Task instructions:
Please find all lines in the data that hold the string "smoke" and copy them.

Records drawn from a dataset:

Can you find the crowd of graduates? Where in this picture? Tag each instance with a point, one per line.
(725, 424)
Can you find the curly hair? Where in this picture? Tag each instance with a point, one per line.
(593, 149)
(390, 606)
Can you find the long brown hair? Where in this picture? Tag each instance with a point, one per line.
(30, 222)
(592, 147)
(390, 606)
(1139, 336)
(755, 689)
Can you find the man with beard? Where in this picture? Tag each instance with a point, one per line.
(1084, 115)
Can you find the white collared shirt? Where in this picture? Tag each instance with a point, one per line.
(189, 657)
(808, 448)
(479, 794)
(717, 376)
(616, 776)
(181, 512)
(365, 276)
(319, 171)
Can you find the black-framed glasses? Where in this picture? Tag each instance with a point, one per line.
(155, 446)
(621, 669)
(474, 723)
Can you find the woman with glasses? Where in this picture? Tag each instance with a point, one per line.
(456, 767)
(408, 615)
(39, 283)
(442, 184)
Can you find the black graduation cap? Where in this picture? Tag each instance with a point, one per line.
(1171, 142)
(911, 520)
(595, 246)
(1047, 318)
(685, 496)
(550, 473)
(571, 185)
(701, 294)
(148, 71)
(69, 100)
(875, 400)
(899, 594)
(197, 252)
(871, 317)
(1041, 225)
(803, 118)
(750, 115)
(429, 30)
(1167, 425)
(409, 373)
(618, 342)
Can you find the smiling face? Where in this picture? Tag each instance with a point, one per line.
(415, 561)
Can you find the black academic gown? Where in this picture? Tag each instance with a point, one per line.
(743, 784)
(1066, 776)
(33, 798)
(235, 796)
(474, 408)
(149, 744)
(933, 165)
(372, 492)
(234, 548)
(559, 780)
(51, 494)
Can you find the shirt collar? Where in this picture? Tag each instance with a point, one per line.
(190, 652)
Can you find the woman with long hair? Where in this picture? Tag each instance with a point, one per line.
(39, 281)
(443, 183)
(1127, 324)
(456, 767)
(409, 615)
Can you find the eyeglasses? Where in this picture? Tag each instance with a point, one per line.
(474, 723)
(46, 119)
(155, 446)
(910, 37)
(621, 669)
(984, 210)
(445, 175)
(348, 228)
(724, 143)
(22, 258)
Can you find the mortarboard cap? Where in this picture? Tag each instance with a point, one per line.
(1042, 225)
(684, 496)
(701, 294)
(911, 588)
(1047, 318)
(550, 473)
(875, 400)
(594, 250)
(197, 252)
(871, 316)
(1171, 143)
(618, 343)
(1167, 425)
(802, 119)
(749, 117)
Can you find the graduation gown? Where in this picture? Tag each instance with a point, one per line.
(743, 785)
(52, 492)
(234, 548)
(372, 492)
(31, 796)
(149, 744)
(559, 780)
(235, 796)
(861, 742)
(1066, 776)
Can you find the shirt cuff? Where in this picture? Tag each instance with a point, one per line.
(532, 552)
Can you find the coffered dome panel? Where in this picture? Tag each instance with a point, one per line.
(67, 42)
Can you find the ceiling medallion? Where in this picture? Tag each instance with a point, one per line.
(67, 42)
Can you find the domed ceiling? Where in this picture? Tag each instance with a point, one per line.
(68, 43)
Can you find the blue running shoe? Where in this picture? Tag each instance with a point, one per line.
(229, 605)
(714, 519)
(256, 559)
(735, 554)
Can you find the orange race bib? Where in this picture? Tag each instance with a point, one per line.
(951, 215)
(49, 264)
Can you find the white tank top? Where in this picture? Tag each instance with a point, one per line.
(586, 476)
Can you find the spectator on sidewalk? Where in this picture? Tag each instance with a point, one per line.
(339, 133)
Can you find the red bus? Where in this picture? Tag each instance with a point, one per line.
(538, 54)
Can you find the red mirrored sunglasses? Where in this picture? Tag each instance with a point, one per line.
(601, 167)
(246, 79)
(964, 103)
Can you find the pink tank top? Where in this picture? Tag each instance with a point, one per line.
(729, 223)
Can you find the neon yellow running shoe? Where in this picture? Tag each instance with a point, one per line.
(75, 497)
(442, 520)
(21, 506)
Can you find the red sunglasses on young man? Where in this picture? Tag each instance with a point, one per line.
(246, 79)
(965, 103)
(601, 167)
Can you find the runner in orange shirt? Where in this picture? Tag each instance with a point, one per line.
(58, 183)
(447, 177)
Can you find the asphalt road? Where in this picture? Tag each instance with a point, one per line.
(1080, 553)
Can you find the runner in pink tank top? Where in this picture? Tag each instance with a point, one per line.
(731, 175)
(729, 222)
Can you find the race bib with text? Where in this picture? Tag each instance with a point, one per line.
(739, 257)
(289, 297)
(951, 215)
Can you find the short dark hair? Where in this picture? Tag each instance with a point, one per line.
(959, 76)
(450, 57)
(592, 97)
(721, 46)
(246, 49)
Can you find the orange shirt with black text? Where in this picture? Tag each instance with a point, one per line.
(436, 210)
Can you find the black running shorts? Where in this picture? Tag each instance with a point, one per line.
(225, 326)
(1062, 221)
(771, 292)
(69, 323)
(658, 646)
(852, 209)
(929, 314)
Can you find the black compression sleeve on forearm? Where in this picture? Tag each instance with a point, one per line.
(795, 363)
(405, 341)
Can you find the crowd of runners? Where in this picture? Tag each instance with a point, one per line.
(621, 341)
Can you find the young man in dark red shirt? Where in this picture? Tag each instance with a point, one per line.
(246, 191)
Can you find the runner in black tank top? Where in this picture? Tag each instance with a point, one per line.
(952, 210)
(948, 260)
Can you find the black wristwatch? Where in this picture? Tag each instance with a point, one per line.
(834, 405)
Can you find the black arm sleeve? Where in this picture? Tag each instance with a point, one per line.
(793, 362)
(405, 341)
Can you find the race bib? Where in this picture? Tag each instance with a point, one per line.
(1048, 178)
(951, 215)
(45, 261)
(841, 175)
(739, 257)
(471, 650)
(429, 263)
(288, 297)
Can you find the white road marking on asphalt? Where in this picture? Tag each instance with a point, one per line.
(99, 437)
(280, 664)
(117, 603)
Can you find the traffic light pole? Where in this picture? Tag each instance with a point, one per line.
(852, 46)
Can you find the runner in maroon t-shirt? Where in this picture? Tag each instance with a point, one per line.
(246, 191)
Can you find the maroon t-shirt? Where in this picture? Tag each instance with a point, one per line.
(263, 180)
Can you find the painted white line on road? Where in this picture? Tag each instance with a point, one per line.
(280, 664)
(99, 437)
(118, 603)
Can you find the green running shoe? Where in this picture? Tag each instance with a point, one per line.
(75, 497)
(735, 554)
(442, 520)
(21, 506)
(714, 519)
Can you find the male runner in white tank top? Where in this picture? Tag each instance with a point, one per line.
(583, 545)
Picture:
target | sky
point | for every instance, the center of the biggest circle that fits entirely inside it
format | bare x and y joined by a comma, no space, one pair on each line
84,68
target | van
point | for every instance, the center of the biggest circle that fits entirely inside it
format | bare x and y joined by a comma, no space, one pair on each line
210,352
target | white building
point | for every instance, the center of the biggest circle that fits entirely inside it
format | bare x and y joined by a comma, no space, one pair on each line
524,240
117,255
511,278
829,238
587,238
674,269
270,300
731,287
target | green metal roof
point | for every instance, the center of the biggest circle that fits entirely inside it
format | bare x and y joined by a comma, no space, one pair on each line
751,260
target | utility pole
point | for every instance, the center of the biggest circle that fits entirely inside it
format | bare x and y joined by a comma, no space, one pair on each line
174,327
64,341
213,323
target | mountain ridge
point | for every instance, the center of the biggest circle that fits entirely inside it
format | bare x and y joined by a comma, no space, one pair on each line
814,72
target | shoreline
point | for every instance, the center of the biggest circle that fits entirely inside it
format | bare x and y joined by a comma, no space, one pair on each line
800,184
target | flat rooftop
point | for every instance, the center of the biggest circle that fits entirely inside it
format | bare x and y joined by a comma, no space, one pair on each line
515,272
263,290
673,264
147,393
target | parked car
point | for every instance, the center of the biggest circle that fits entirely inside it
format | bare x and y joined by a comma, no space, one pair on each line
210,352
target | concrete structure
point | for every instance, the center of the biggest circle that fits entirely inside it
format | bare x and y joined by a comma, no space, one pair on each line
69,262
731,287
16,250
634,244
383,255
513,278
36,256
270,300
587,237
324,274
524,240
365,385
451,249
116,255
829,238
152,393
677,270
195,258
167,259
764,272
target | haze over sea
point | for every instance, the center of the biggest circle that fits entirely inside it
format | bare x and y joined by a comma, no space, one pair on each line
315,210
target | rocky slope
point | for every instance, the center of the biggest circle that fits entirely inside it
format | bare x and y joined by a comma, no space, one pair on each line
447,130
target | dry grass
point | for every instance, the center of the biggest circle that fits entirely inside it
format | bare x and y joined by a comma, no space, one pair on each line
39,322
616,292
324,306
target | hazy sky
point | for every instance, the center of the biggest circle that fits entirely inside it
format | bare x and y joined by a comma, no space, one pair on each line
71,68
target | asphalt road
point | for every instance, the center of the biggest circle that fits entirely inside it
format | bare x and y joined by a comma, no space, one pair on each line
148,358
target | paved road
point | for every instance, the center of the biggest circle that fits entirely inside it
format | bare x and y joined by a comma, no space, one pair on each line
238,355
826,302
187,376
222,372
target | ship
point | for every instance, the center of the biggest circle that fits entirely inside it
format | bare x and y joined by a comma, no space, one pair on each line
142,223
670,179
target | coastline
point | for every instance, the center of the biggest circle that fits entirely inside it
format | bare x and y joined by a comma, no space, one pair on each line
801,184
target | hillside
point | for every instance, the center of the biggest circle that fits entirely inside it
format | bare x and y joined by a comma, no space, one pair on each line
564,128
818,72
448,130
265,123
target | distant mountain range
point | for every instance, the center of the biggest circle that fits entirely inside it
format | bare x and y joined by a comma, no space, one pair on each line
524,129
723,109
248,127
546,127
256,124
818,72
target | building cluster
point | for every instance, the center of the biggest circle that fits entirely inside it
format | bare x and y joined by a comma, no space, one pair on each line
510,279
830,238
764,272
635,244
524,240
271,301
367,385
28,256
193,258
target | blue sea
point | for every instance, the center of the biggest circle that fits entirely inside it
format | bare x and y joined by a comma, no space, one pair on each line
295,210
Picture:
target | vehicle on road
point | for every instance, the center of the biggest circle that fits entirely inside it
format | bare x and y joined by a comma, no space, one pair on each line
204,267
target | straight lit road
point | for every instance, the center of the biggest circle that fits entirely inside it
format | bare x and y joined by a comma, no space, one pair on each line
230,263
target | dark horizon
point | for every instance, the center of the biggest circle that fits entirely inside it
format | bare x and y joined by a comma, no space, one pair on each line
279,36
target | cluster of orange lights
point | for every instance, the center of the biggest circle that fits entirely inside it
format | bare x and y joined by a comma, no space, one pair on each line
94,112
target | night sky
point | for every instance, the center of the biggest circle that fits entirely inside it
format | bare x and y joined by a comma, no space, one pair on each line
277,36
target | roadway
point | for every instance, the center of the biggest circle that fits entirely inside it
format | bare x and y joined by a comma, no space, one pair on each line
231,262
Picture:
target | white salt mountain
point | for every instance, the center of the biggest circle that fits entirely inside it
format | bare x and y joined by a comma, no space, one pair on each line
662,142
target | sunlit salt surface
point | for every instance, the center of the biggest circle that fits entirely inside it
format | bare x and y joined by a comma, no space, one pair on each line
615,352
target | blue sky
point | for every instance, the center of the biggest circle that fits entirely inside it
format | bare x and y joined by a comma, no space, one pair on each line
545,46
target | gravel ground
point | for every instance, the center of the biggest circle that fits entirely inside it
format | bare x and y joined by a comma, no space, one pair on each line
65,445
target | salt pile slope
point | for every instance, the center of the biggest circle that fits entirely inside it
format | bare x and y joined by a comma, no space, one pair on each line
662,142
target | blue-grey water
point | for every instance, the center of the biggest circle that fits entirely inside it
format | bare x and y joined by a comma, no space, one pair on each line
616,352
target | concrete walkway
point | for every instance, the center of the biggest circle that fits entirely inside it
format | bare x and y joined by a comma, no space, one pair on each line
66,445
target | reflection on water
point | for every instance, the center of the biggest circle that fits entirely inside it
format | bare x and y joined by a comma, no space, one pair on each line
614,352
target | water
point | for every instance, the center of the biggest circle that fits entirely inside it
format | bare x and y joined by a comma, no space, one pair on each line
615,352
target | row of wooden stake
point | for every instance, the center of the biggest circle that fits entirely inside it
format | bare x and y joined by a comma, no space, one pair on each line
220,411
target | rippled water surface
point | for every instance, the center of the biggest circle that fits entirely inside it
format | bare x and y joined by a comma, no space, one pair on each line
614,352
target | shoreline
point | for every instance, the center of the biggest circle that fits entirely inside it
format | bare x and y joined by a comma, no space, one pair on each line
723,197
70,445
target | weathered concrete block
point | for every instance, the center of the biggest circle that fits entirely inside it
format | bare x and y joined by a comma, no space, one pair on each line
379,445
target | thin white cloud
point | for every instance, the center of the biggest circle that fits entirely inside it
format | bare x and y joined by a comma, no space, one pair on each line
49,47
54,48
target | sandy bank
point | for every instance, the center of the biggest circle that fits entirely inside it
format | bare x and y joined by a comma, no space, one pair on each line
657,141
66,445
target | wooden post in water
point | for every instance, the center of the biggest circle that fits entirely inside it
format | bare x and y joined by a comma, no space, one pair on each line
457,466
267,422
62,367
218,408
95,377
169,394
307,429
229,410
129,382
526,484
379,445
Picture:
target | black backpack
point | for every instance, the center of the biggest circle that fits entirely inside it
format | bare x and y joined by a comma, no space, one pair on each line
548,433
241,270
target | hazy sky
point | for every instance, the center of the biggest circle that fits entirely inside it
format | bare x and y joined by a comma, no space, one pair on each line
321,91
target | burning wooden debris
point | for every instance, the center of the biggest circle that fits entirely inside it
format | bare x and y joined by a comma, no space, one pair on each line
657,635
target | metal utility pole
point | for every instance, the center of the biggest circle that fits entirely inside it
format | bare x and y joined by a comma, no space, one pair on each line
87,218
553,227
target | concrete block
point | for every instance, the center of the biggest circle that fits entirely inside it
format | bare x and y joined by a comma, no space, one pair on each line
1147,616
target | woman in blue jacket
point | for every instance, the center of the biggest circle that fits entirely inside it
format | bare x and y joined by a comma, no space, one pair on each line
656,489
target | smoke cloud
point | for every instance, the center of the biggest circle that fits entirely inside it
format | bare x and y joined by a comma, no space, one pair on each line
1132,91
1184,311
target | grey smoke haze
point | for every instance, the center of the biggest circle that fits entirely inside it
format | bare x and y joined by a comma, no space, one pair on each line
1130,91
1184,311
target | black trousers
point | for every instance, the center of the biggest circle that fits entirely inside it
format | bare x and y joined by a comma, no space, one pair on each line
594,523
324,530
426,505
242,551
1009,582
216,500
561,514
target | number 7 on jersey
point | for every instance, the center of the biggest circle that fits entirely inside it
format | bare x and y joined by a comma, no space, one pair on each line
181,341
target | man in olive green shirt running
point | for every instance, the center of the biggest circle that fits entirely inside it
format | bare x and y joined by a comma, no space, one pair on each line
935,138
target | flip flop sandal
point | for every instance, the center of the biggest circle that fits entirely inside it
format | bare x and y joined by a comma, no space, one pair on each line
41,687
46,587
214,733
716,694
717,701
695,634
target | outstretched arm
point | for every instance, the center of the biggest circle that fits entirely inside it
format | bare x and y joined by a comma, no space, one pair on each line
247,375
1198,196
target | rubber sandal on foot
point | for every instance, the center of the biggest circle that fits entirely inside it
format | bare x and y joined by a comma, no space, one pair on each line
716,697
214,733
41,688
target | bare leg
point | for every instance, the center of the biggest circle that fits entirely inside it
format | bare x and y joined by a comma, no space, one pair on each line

Exercise answer:
target | smoke cloud
target | grey smoke haze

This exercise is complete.